- SHORT EXERCISE A
Based on the forum question about printing the Nth row in a list of data frames, explain why the poster wants a way to pull a row from every data frame in a list instead of indexing them one at a time.

- PAGE EXTRACT

■ ■ ■ ■ ■ ■ ■

Print the Nth Row in a List of Data Frames

geoQuant picture geoQuant · Aug 4, 2013 · Viewed 19.9k times · Source

I am cleaning several excel files in R. They unfortunately are of unequal dimensions, rows and columns. Currently I am storing each excel sheet as a data frame in a list. I know how to print the 4th row of the first data frame in a list by issuing this command:

df.list1[[1]][4,]

Or a range of rows like this:

df.list1[[1]][1:10,]

My question is: How do I print a particular row for every data frame in the list? In other words:

df.list1[[i]][4,]

df.list1 has 30 data frames in it, but my other df.lists have over 140 data frames that I am looking to extract their rows. I'd like to be able to store particular locations across several data frames into a new list. I'm thinking the solution might involve lapply.

Furthermore, is there a way to extract rows in every data frame in a list based on a condition? For example, for all 30 data frames in the list df.list1, extract the row if the value is equal to "Apartment" or some other string of characters.

■ ■ ■ ■ ■ ■ ■

- RAW RECORDS
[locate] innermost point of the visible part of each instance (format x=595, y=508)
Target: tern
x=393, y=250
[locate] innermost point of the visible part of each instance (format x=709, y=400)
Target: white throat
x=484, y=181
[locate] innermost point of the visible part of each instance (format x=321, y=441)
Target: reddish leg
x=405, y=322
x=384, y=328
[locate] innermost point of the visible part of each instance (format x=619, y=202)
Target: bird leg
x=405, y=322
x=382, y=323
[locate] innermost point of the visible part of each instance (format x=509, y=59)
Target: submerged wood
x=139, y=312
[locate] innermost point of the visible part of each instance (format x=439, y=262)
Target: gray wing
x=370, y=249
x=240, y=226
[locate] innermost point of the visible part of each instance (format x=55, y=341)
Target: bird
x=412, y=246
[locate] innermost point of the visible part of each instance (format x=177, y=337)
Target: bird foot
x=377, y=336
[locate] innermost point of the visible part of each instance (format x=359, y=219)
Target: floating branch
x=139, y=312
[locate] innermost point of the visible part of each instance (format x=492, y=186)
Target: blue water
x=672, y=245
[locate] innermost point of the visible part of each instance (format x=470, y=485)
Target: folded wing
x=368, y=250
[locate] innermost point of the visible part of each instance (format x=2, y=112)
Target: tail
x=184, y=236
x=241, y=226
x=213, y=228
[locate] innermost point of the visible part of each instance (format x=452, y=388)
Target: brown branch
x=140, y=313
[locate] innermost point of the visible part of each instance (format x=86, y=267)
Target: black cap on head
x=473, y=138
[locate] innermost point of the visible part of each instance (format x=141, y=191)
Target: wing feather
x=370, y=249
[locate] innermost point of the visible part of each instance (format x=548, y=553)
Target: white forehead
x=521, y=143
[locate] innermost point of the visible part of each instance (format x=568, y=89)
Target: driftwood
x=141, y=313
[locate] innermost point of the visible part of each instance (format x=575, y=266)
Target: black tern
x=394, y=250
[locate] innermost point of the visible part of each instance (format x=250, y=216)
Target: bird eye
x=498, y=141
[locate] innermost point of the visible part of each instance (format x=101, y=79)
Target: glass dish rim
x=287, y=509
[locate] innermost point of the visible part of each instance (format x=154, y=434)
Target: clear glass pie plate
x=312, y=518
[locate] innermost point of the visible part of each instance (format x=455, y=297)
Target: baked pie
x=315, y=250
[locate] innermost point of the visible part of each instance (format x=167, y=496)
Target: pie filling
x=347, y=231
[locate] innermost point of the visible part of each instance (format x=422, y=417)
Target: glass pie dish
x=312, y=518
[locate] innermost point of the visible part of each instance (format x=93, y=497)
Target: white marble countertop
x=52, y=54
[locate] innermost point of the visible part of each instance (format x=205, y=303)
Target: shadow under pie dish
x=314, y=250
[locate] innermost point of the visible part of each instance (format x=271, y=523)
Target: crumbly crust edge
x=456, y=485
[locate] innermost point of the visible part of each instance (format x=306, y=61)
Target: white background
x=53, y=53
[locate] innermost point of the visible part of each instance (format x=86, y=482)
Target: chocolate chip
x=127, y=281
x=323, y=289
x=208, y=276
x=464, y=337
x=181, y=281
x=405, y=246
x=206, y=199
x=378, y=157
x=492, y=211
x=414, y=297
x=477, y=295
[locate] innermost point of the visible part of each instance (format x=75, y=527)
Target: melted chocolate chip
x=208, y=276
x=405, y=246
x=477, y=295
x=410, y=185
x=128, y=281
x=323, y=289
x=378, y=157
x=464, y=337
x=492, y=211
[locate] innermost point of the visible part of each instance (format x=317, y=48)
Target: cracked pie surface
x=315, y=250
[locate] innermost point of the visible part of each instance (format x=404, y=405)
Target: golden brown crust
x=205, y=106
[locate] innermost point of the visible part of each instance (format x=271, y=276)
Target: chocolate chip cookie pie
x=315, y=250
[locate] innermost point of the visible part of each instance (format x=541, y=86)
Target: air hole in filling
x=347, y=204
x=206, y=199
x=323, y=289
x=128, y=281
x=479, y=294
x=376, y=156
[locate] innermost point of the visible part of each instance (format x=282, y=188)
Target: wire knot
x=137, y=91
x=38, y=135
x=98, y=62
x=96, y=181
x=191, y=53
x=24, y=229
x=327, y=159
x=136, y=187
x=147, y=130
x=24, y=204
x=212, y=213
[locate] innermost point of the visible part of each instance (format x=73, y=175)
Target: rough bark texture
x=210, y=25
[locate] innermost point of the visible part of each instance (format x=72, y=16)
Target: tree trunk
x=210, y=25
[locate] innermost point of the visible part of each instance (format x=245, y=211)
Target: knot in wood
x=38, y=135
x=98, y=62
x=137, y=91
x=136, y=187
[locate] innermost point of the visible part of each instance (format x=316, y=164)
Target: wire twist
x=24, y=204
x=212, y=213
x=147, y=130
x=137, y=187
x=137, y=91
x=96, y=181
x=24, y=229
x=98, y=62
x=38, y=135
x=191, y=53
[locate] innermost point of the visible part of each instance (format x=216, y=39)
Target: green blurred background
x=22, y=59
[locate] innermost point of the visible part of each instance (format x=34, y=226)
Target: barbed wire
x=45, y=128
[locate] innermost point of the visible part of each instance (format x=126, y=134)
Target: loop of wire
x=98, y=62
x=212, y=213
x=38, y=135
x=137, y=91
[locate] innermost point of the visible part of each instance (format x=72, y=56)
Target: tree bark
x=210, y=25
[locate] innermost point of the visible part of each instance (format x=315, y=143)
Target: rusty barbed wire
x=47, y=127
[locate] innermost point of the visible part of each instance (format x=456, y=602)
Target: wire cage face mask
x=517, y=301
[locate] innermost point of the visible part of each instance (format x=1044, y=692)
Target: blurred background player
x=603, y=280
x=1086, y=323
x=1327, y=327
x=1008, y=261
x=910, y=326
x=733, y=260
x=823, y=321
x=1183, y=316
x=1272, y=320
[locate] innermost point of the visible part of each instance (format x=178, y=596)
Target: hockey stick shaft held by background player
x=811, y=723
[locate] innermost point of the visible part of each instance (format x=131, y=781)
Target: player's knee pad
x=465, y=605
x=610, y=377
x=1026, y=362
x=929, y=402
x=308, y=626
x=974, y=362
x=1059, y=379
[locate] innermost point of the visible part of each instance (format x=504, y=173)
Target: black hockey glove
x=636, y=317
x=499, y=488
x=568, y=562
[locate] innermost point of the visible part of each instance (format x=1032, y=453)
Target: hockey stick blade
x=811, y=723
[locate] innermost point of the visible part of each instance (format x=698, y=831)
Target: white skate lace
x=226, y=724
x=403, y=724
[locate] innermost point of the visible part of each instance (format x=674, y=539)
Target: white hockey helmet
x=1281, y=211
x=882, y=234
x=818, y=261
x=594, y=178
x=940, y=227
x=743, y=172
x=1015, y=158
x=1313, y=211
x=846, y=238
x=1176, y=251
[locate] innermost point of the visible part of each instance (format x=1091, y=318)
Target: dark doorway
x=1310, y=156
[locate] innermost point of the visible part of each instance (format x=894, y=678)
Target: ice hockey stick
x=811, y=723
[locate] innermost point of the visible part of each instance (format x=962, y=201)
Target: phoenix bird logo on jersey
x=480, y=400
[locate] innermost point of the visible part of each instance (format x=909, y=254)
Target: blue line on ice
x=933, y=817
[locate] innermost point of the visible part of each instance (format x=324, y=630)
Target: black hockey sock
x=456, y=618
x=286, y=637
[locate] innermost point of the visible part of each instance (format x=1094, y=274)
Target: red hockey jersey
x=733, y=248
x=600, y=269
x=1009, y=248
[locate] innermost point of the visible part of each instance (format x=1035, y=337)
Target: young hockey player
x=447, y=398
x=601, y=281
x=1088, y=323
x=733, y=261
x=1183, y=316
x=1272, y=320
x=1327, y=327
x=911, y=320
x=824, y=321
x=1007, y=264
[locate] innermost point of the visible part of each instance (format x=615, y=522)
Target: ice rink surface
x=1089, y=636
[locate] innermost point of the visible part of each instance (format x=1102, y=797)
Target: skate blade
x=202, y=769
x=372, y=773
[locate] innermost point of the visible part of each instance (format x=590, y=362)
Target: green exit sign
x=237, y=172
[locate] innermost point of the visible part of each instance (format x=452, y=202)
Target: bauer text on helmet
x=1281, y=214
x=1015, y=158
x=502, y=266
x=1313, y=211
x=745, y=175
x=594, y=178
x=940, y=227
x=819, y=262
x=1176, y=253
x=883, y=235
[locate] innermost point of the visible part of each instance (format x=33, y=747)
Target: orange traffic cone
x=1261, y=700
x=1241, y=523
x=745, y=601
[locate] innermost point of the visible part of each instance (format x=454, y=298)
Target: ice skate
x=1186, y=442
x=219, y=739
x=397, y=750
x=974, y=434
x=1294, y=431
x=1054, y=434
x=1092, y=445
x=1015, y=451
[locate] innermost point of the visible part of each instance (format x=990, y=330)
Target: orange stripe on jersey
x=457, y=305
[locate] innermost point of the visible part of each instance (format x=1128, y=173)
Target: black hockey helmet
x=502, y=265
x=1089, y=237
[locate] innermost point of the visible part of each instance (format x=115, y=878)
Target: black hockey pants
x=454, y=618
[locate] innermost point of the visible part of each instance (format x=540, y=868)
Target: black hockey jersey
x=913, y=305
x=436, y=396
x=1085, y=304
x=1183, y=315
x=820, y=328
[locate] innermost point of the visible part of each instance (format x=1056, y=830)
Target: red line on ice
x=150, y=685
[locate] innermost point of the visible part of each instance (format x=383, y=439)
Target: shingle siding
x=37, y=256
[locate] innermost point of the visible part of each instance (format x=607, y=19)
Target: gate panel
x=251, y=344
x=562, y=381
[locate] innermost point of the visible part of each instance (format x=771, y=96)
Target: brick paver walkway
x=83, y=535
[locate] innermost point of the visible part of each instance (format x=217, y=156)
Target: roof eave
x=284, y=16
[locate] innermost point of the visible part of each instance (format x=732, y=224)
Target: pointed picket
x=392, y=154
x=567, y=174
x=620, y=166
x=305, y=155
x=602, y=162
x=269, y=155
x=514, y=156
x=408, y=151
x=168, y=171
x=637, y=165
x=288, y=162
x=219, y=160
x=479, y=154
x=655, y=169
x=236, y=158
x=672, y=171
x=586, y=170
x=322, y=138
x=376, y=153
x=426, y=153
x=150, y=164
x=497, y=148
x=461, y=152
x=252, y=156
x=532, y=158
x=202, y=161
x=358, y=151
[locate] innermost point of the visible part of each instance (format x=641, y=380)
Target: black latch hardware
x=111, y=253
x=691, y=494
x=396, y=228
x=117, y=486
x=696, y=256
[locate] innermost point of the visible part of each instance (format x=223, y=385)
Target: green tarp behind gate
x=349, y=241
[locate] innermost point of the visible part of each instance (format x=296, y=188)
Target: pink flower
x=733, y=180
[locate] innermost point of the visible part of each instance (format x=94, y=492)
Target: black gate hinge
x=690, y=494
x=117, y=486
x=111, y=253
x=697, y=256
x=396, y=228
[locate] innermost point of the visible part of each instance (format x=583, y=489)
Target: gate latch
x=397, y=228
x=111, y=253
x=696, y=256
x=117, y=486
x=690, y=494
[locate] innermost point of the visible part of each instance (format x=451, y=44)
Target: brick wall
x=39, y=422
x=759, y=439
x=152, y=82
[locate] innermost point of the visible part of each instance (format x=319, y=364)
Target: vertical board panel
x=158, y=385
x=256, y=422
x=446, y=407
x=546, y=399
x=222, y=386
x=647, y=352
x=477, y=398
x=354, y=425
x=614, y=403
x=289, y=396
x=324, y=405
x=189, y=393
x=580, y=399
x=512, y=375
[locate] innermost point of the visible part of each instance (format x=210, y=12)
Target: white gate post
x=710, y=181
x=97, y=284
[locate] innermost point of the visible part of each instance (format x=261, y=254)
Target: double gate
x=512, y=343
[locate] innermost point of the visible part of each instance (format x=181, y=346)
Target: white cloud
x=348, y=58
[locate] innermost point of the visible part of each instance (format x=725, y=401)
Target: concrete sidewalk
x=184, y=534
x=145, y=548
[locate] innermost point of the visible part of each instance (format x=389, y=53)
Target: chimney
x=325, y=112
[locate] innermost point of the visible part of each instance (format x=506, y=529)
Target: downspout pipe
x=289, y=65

■ ■ ■ ■ ■ ■ ■

- SHORT EXERCISE B
In the records, swap "knee pad" for "shin guard" in the lines starting at the one containing "(format x=131, y=781)" and ending at the one containing "x=568, y=562". Give only those lines, with everything else left unchanged.

- SOLUTION A
The poster's lists are large: df.list1 holds 30 data frames, and other lists hold more than 140. The poster also wants to store particular locations from several data frames in a new list. Indexing one data frame at a time, as in df.list1[[1]][4,], would not do that across a whole list.

- SOLUTION B
[locate] innermost point of the visible part of each instance (format x=131, y=781)
Target: player's shin guard
x=465, y=605
x=610, y=377
x=1026, y=362
x=929, y=402
x=308, y=626
x=974, y=362
x=1059, y=379
[locate] innermost point of the visible part of each instance (format x=504, y=173)
Target: black hockey glove
x=636, y=317
x=499, y=488
x=568, y=562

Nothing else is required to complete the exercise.